### WHAT THE TASK REQUIRES
Rewrite the material below with "PixelLocator v3" changed to "PixelLocator v4" wherever it occurs, keeping every other line as it is.

Entries drawn from a collection:
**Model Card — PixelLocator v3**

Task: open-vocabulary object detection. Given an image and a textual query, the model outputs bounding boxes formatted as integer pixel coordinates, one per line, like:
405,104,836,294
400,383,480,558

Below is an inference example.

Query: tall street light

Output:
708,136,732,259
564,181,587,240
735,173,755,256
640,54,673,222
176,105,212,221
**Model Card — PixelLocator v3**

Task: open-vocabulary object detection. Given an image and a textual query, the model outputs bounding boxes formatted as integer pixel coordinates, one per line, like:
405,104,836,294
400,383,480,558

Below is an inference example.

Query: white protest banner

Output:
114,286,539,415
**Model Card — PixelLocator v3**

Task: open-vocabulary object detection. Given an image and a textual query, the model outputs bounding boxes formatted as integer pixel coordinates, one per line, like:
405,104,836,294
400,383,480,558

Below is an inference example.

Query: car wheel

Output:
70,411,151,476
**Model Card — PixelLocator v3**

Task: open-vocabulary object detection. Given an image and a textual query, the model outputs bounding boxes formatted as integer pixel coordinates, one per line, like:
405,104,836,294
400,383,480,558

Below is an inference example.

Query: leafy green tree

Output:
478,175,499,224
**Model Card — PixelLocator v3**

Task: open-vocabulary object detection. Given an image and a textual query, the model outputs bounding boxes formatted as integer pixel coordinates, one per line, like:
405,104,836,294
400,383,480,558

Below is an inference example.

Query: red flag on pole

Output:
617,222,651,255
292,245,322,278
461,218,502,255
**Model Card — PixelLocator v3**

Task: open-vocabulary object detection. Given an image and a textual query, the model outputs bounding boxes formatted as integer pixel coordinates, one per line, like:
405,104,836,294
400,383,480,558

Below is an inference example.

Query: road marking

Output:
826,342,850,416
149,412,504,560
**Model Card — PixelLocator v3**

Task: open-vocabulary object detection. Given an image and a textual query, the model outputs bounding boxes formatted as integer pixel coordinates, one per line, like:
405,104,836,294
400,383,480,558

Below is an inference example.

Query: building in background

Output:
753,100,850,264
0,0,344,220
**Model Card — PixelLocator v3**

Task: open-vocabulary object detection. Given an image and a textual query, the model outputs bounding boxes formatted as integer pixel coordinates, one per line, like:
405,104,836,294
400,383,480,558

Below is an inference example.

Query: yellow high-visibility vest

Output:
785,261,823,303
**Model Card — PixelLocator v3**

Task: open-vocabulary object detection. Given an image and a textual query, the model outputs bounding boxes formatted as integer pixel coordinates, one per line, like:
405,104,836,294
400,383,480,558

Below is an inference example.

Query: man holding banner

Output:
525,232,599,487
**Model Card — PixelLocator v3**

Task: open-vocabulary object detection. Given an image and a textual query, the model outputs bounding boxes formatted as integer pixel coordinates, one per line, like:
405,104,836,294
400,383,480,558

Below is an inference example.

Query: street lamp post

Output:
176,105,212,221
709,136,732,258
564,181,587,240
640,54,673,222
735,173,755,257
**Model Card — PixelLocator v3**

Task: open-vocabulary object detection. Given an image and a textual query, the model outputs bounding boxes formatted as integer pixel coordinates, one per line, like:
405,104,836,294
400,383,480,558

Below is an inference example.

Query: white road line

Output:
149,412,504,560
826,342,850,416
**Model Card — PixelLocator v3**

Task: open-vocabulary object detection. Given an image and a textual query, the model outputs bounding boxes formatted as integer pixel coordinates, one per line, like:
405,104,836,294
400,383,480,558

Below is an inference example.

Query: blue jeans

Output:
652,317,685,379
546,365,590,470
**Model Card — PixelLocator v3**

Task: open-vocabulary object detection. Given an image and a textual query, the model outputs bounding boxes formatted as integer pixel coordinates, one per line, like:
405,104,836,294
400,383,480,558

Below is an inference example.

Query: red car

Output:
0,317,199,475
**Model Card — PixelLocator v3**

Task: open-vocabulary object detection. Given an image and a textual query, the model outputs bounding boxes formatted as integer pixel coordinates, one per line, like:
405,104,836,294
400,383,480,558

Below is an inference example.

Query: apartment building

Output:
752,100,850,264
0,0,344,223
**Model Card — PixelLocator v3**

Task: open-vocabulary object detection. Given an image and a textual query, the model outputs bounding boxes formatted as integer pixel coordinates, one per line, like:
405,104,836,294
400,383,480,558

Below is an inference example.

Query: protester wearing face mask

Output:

### FINAL RESULT
**Model Card — PixelLocator v4**

Task: open-vocabulary object detection. Given an image and a textual query, the model outputs bounding boxes formatted as integer pixel coordinates, one per line, like:
405,104,836,294
400,383,480,558

Below is an inference example.

Query: tall street light

Output:
708,136,732,259
564,181,587,240
735,173,755,256
640,54,673,222
176,105,212,221
**Model Card — PixelLocator v4**

Task: open-vocabulary object detection. Given an image and a textual query, the model outputs bounding boxes formatted as integer pixel coordinates, one per line, like:
405,104,836,294
400,383,480,558

Below is an inference example.

Query: white protest banner

Output:
114,286,539,415
**Model Card — PixelLocator v4**

Task: open-vocabulary object detection. Given an image and a textual query, the model outputs bounding boxes formatted as integer pixel coordinates, one per line, like:
405,104,836,294
400,383,480,558

Below is an inference example.

Query: car wheel

Output:
70,411,151,476
**Model Card — PixelLocator v4**

Task: open-vocabulary object detection. Given an image and a textual query, the model outputs bounding boxes formatted as integer pixel coordinates, one per line, like:
405,104,836,294
400,383,480,558

Below is an inference example.

Query: leafy green tree

Output:
478,175,499,224
**Model Card — PixelLocator v4**

Task: open-vocabulary object detection. Given an image and a textual query, the model outputs bounding boxes formatted as integer pixel coordinates, one per line, like:
405,104,836,294
400,383,480,558

Below is an inference example.

Query: red flag on pole

Output:
617,222,651,255
292,245,322,278
461,218,502,255
**Model Card — PixelLocator v4**

Task: open-vocabulary object detection. Given an image and a textual query, the model outputs bounding boxes formatted as integer pixel coordinates, one per line, like:
405,104,836,294
400,383,480,558

Below is an inference example.

Query: road marking

Output:
826,342,850,416
149,412,504,560
**Model Card — PixelLocator v4**

Task: open-vocabulary object detection. Given an image and a textual query, the model outputs bounding boxes formatted as integer pixel coordinates, one per line, like:
405,104,836,294
400,383,480,558

Below is an inference example.

Query: building in background

Output:
753,100,850,264
0,0,344,220
**Model Card — PixelLocator v4**

Task: open-vocabulary object detection. Given an image and a textual query, the model outputs bounding boxes formatted as integer pixel coordinates, one per line, like:
405,104,836,294
400,383,480,558

Below is an inference example.

Query: yellow high-visibility vest

Output:
785,261,823,303
**Model Card — PixelLocator v4**

Task: open-vocabulary object detection. Given an image and a textual query, the model outputs bounding boxes formatted as integer pixel coordinates, one per line, like:
405,104,836,294
400,383,480,558

Below is an inference example.

Query: man holding banner

Output:
525,232,599,487
**Model Card — PixelLocator v4**

Task: open-vocabulary object detection. Given an image and a textual query, the model outputs bounding boxes formatted as integer pixel coordinates, one per line, like:
405,104,836,294
400,383,480,558

Below is an inference example.

Query: street lamp post

Output:
176,105,212,221
709,136,732,258
564,181,587,240
640,54,673,222
735,173,755,257
**Model Card — PixelLocator v4**

Task: open-vocabulary object detection. Given an image and a textual query, the model outputs bounding boxes formatted as integer pixel coordinates, one per line, like:
405,104,836,294
400,383,480,558

Below is an inference example.

Query: white road line

Output:
149,412,504,560
826,342,850,416
**Model Card — PixelLocator v4**

Task: open-vocabulary object detection. Given an image and a textual query, the model outputs bounding boxes formatted as integer pixel coordinates, one per line, like:
405,104,836,294
400,383,480,558

Below is an inference example.

Query: blue jeans

Output:
652,317,685,379
546,365,590,470
**Model Card — PixelLocator v4**

Task: open-vocabulary object detection. Given an image and a textual query, the model outputs bounding boxes formatted as integer pixel coordinates, one per line, like:
405,104,836,294
400,383,480,558

Below is an inference example.

Query: red car

Output:
0,317,199,475
**Model Card — PixelLocator v4**

Task: open-vocabulary object detection. Given an image and a textual query, the model outputs bounding boxes formatted as integer pixel coordinates, one per line, like:
405,104,836,294
400,383,480,558

Below is an inference example.

Query: apartment building

Output:
752,100,850,264
0,0,344,223
**Model Card — PixelLocator v4**

Task: open-vocabulary object detection. Given an image and a textual query, the model outputs bounding boxes formatted as integer pixel coordinates, one per line, like:
405,104,836,294
400,383,480,558

Below is an inference example.

Query: protester wearing face mask

Output:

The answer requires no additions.